▶ **Exercise objective**:
Tally the lines in the listing below that contain the string "over", treating case as significant. Reply with the number alone.

## begin Material for this exercise

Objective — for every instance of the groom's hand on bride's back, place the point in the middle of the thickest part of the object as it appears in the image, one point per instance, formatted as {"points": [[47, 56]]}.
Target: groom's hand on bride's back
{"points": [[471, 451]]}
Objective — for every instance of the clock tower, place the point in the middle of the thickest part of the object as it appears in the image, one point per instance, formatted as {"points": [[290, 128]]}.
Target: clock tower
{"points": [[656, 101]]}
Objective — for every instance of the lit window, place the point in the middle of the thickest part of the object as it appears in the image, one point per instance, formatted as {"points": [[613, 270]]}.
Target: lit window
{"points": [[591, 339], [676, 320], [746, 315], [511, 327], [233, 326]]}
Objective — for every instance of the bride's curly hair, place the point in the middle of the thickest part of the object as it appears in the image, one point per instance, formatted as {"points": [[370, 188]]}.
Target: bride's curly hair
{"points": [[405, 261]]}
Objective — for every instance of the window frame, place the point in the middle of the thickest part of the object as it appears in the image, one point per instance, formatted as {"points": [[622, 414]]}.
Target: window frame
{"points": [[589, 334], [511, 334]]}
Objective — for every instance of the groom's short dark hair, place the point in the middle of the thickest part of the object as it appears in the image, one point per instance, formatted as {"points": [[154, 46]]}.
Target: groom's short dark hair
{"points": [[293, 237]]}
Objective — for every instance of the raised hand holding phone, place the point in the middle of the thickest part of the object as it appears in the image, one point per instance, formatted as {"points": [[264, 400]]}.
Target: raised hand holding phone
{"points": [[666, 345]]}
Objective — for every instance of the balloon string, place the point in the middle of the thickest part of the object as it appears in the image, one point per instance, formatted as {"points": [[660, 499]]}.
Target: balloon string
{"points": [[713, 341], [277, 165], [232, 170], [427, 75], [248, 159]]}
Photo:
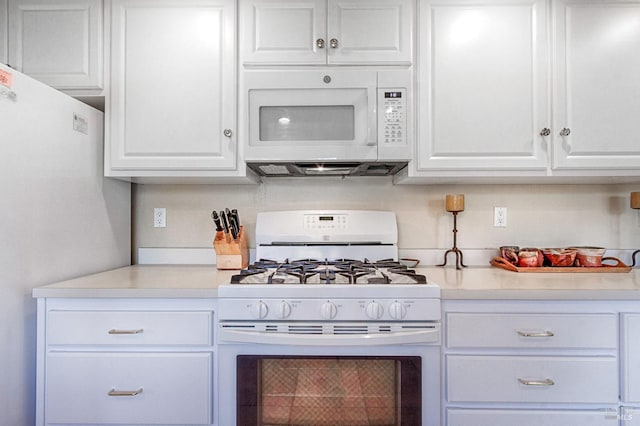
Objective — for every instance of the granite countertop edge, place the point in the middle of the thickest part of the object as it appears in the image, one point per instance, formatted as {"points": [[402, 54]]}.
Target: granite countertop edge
{"points": [[482, 283]]}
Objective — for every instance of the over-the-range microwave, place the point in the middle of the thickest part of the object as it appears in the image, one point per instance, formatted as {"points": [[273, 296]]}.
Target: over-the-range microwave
{"points": [[327, 122]]}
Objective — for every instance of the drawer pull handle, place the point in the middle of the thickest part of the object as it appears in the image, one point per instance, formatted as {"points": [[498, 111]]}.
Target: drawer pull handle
{"points": [[545, 333], [114, 392], [544, 382], [115, 331]]}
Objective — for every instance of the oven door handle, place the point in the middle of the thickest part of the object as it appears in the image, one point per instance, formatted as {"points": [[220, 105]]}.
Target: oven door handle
{"points": [[294, 339]]}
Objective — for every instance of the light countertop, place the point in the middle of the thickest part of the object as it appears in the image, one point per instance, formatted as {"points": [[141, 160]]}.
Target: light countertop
{"points": [[189, 281]]}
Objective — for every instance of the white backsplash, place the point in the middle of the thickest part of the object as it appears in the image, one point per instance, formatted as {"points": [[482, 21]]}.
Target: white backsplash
{"points": [[538, 215]]}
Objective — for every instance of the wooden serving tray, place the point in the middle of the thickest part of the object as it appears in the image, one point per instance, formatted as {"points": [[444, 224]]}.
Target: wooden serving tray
{"points": [[501, 262]]}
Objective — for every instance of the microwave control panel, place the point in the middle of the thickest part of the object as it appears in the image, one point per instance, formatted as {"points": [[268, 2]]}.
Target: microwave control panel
{"points": [[393, 110]]}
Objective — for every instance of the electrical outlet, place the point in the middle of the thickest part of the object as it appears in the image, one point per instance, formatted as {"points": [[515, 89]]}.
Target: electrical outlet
{"points": [[159, 217], [500, 217]]}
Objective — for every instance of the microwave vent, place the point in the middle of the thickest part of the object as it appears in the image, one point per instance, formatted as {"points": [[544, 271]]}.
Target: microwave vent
{"points": [[326, 169]]}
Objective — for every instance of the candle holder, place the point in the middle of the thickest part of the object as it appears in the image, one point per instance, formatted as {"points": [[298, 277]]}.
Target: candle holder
{"points": [[454, 204], [634, 203]]}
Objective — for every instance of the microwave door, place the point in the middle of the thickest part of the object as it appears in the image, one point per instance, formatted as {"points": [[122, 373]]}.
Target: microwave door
{"points": [[312, 124]]}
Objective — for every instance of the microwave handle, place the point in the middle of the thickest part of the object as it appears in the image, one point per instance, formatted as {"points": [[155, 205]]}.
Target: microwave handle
{"points": [[372, 113]]}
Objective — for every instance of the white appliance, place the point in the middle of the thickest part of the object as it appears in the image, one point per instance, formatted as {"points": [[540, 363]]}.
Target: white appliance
{"points": [[290, 309], [60, 217], [327, 122]]}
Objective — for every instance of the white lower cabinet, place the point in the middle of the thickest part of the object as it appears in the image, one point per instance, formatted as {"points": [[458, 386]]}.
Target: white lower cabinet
{"points": [[501, 417], [530, 363], [125, 362], [129, 388], [525, 379]]}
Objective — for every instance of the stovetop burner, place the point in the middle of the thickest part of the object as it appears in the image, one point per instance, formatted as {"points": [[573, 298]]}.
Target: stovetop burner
{"points": [[336, 271]]}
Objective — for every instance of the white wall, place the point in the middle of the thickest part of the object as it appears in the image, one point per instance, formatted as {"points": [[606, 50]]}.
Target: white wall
{"points": [[538, 215]]}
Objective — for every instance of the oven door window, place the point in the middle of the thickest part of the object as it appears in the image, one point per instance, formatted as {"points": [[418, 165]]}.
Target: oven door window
{"points": [[328, 391]]}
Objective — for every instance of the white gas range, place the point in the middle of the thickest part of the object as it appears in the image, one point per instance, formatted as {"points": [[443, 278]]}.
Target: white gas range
{"points": [[314, 296]]}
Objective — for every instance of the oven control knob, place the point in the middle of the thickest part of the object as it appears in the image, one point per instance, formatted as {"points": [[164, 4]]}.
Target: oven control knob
{"points": [[374, 310], [259, 310], [397, 310], [285, 310], [328, 310]]}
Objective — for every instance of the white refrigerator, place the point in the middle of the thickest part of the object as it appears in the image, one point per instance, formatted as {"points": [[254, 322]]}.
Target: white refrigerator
{"points": [[59, 218]]}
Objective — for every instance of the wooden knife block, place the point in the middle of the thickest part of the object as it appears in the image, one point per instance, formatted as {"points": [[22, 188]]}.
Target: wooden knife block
{"points": [[230, 253]]}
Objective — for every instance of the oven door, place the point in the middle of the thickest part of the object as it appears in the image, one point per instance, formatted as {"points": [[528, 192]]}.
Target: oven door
{"points": [[312, 116], [332, 383]]}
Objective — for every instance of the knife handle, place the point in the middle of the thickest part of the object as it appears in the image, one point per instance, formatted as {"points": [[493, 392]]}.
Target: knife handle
{"points": [[235, 214], [233, 227], [216, 220], [225, 221]]}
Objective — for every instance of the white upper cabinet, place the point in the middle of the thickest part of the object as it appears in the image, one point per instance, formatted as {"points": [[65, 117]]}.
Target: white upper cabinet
{"points": [[172, 104], [483, 85], [319, 32], [57, 42], [597, 90]]}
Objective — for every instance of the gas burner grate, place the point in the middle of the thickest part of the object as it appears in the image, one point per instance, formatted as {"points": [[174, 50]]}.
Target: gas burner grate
{"points": [[334, 271]]}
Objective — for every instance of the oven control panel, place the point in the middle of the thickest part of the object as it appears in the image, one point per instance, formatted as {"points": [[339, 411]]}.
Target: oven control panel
{"points": [[330, 309], [324, 222]]}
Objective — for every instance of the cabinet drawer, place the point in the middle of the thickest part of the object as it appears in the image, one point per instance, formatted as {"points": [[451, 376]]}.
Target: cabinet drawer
{"points": [[129, 328], [553, 331], [532, 379], [467, 417], [176, 388]]}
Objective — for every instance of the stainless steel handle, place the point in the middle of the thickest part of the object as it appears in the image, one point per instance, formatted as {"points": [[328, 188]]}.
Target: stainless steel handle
{"points": [[116, 331], [543, 382], [545, 333], [114, 392]]}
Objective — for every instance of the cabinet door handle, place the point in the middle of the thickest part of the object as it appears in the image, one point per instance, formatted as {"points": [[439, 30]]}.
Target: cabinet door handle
{"points": [[116, 331], [545, 333], [114, 392], [543, 382]]}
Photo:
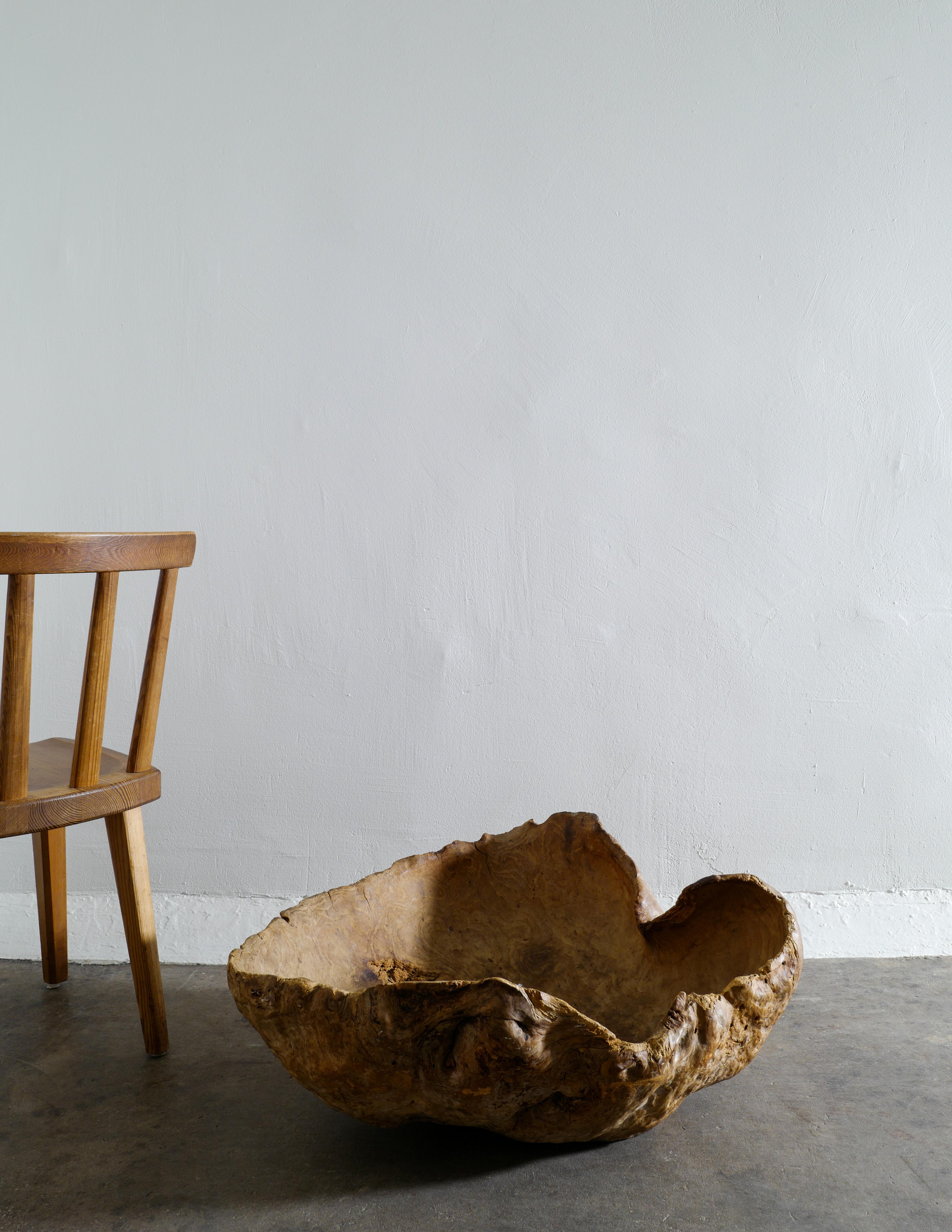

## end Material for this exercise

▶ **Task answer**:
2